### Text passage

## Begin

By Tom Drummond, North Seattle Community College

My new book arrived: Standardized Childhood: the political and cultural struggle over early education by Bruce Fuller, Stanford University Press, 2007. I was looking forward to this, since Bruce Fuller (UC Berkeley) has investigated charter schools rather thoroughly. I am not disappointed in what I have read so far.

In my work and writing I feel I have not been articulating very well what I see as the hidden agenda present in NAEYC Accreditation of Associate Degree Programs and in NAEYC accreditation of child care, too. All these standards efforts are touted as improving early childhood, but where is the evidence? I don’t see it, which makes me wonder why so many people are accepting more work and paying more money for complying with standards set by somebody else that imply that we are incompetent or deficient in some way as if a group of experts somewhere knows better than we do.

Don’t we know how to care for little children? Don’t we know when children are happy and we are happy?

Don’t people see the widespread fact that the best early childhood programs, the ones with happy children and happy teachers, actually pay their teachers well enough for them to stay at it for all the years it takes to get good at it?

There continues to be no political action to pay staff in early education a decent, family-support wage. Something is in the way. To me it is like those dark clouds in space that block the light from the galaxies beyond, or its that elephant in the room we are not allowed to talk about. So, I bought Bruce Fuller’s book: Standardized Childhood.

My friends in Ohio are complaining about the effects of the standardized childhood.
“I was in another terrible center today. One of this sites we use that just does silly things (rotate every seven minutes! duh!) called for a reference...referencing what, that they are idiots?” (Community college ECE faculty member)
“I would love to work more from the real world experience with education. It's tough being in a place that teaches the standards and has "cookie cutter" (<http://www.Taskstream.com>) lesson plans and busy work entries.” (University ECE faculty member)
They are seeing more and more rigidity, less and less ECE student motivation, sad children and grumpy teachers.

Bruce Fuller is more articulate than I about the problem. Here is how he phrases it in his introduction (xviii-xix). He began by reviewing the pressures of reform and the push-back that occurs. (An example I am familiar with is the “Early Childhood Benchmarks” in Washington State, written in New York, and the push-back from under-represented cultures to revise them to be more inclusive and local: use of the work comes to a screeching halt.)

“This debate over the child’s inner nature and how best to nurture children also bumps into a classic dilemma that has beset educators throughout the modern period: should child-rearing institutions seek to transform youngsters and their communities, making sure they become members of the nation-state, acquiring individualistic skills which allow them to fill jobs in a competitive economic system? Or should schools be conserving institutions rooted in the knowledge, language, and cultural mores of particular groups, working as democratic organizations that build from the social foundations of family and community? The debate over universal preschool intersects similar contention around charter schools, small schools, and vouchers for private and religious schooling. At its core, the question is: can a bureaucratic state be trusted to build one best system of education for a feisty, pluralistic society? Who gets to decide what children should be learning, through what forms of social relations? And when the state gains authority to make these decisions, whose interests are being advanced?

“My aim in this book is not to push a single philosophy of the child’s in-born nature, nor to advance one uniform institution to advance children’s development. Instead, I hope to spark and empirically inform this essential debate over how young children should be raised and taught within a pluralistic society, and who gets to decide on the goals and means of child rearing. Part of my point is that the new advocates are pushing a standard remedy with little understanding of the historical context, of how they risk closing off options. We will see how proponents, obsessively focused on finding an effective political strategy, may inadvertently narrow the way parents come to see, and fell confident about, how they are supposed to raise their own children.

## End

### Data entries
## Begin

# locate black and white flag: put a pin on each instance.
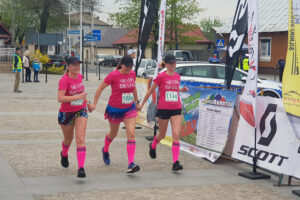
(149, 9)
(236, 39)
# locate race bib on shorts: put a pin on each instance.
(127, 98)
(171, 96)
(78, 102)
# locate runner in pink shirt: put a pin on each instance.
(73, 113)
(121, 107)
(169, 108)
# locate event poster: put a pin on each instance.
(206, 116)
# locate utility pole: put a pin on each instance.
(93, 43)
(13, 5)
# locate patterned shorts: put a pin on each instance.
(117, 115)
(68, 118)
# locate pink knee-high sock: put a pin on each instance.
(107, 142)
(81, 152)
(175, 151)
(65, 149)
(130, 150)
(154, 143)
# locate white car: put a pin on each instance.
(146, 67)
(213, 75)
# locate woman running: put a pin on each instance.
(169, 108)
(121, 107)
(73, 113)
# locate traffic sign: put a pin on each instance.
(97, 34)
(220, 43)
(74, 31)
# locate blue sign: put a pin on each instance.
(97, 34)
(89, 38)
(74, 31)
(220, 43)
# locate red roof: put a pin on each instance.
(132, 37)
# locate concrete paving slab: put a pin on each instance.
(221, 192)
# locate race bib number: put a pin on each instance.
(171, 96)
(127, 98)
(78, 102)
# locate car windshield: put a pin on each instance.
(178, 54)
(237, 76)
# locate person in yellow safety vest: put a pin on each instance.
(246, 63)
(17, 68)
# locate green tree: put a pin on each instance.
(44, 15)
(178, 14)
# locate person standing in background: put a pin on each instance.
(17, 68)
(131, 53)
(26, 64)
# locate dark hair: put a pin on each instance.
(119, 65)
(127, 61)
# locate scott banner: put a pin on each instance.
(205, 121)
(277, 145)
(291, 75)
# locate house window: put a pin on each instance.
(265, 49)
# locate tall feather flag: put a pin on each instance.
(236, 40)
(248, 99)
(291, 73)
(151, 111)
(147, 17)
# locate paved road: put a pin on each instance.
(30, 142)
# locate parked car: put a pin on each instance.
(181, 55)
(112, 60)
(99, 59)
(64, 55)
(57, 60)
(213, 75)
(146, 68)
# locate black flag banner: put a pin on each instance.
(236, 39)
(149, 9)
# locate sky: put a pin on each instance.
(223, 9)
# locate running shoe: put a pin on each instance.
(64, 161)
(106, 159)
(133, 168)
(152, 152)
(177, 166)
(81, 173)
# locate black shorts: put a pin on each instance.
(167, 113)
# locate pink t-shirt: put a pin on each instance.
(72, 87)
(168, 91)
(122, 86)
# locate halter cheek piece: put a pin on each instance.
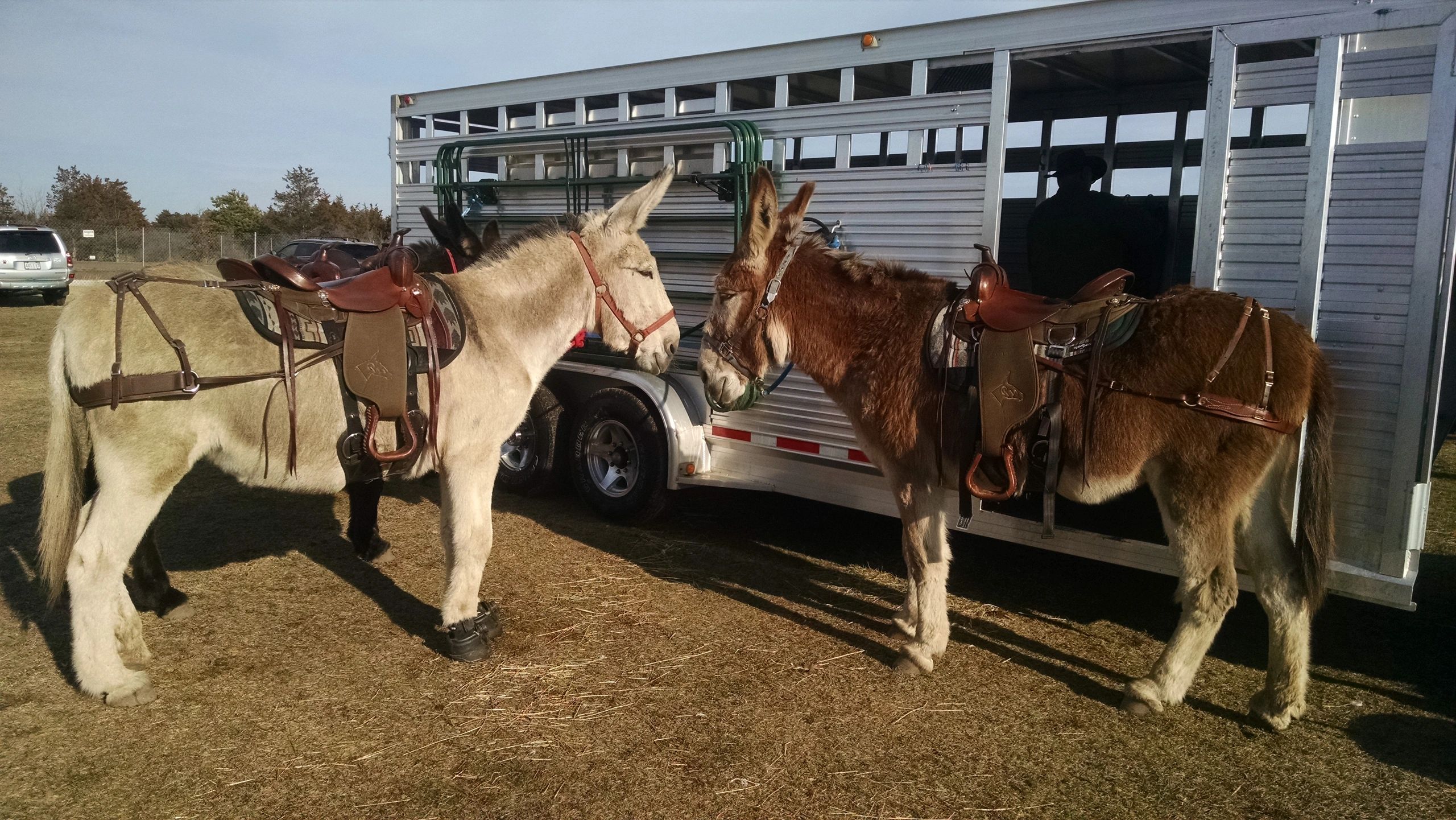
(729, 350)
(605, 298)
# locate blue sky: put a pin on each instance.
(185, 101)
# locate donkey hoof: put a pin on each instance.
(175, 607)
(1140, 701)
(1275, 715)
(487, 623)
(137, 695)
(466, 641)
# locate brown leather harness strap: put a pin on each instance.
(605, 298)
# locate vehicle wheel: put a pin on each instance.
(532, 455)
(619, 459)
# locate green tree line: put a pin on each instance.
(302, 207)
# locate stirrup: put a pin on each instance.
(1008, 455)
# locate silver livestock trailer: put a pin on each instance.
(1299, 152)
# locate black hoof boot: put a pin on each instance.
(487, 623)
(466, 641)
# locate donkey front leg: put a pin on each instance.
(928, 563)
(466, 516)
(101, 608)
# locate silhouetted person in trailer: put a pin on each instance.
(1078, 235)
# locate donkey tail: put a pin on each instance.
(1315, 539)
(66, 455)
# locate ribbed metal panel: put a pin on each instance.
(1365, 299)
(1264, 225)
(1389, 72)
(1276, 82)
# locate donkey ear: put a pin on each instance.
(490, 235)
(437, 229)
(792, 215)
(631, 213)
(763, 216)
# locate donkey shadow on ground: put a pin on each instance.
(210, 522)
(796, 551)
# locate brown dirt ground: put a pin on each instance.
(729, 662)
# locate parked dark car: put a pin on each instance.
(299, 251)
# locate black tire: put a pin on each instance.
(618, 431)
(531, 459)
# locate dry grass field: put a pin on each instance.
(729, 662)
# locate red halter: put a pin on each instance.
(605, 298)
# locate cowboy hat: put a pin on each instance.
(1077, 159)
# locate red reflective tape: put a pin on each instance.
(797, 444)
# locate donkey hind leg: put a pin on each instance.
(1200, 530)
(120, 516)
(1269, 553)
(466, 517)
(928, 563)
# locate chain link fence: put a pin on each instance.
(156, 245)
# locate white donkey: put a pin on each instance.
(522, 306)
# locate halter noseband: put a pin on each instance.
(729, 350)
(605, 298)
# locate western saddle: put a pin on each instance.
(1021, 345)
(365, 309)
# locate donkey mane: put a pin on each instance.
(868, 270)
(545, 229)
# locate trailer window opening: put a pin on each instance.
(809, 154)
(1077, 131)
(602, 108)
(883, 81)
(520, 117)
(812, 88)
(647, 105)
(750, 95)
(411, 127)
(561, 113)
(951, 79)
(448, 124)
(696, 100)
(482, 120)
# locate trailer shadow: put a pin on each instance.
(787, 557)
(212, 522)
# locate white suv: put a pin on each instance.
(35, 259)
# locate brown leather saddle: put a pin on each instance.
(1014, 334)
(366, 311)
(370, 311)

## End

### Requests
**a)** In the post on early education standards, write out the passage starting with "Don’t we know how" and going on through "book: Standardized Childhood.".
**b)** According to the post on early education standards, why was the writer looking forward to receiving Bruce Fuller's book?
**c)** Carry on the post about Bruce Fuller's book and early education standards from the point where it stops.
The data shown here was drawn from a separate source.

### Expected answers
**a)**
Don’t we know how to care for little children? Don’t we know when children are happy and we are happy?

Don’t people see the widespread fact that the best early childhood programs, the ones with happy children and happy teachers, actually pay their teachers well enough for them to stay at it for all the years it takes to get good at it?

There continues to be no political action to pay staff in early education a decent, family-support wage. Something is in the way. To me it is like those dark clouds in space that block the light from the galaxies beyond, or its that elephant in the room we are not allowed to talk about. So, I bought Bruce Fuller’s book: Standardized Childhood.

**b)** The writer was looking forward to the book because Bruce Fuller of UC Berkeley has investigated charter schools rather thoroughly.

**c)**
“And while good liberals and stalwart conservatives both pitch universal futures for America’s children, this book urges you to think about whether modern systems-building assumptions still fit the diversity of families and neighborhoods that increasingly make up America’s vibrant society.”

It seems to me that we have to be very clear about the existence of this debate, especially when both frames seem bent on building a prescriptive system. We always have to answer his central question: Whose interests are being advanced?

History lesson: the structure of public school has been built by corporate industrialists, not educators or educational philosophers. Goals 2000 was written not by the governors who attended the 1989 Charlottesville Summit during the senior Bush’ administration but by corporate education "experts" who were and continue to be pushing public education as defined by math and science achievement and competitive business success. You can hear that voice speak clearly in this speech by an IBM executive in New York State in 2005.

The corporate goal is for children to become, as Bruce Fuller says, “members of the nation-state, acquiring individualistic skills which allow them to fill jobs in a competitive economic system.” The goal is not stated as enabling children to learn to live in cooperative social groups discovering themselves through each other and caring for their communities and the planet.

You know the metaphor of interests I would like to see inform the policies and institutions? Grandparents.

You see them. I see them. New grandparents explode with excitement and joy in their new grandchildren. They see possibility in each child. They see uniqueness in each child. They treasure the unfolding.

They offer new experiences the parents can’t give. They offer time. They bring joy into children’s lives. No push. No control. No “teaching” stuff.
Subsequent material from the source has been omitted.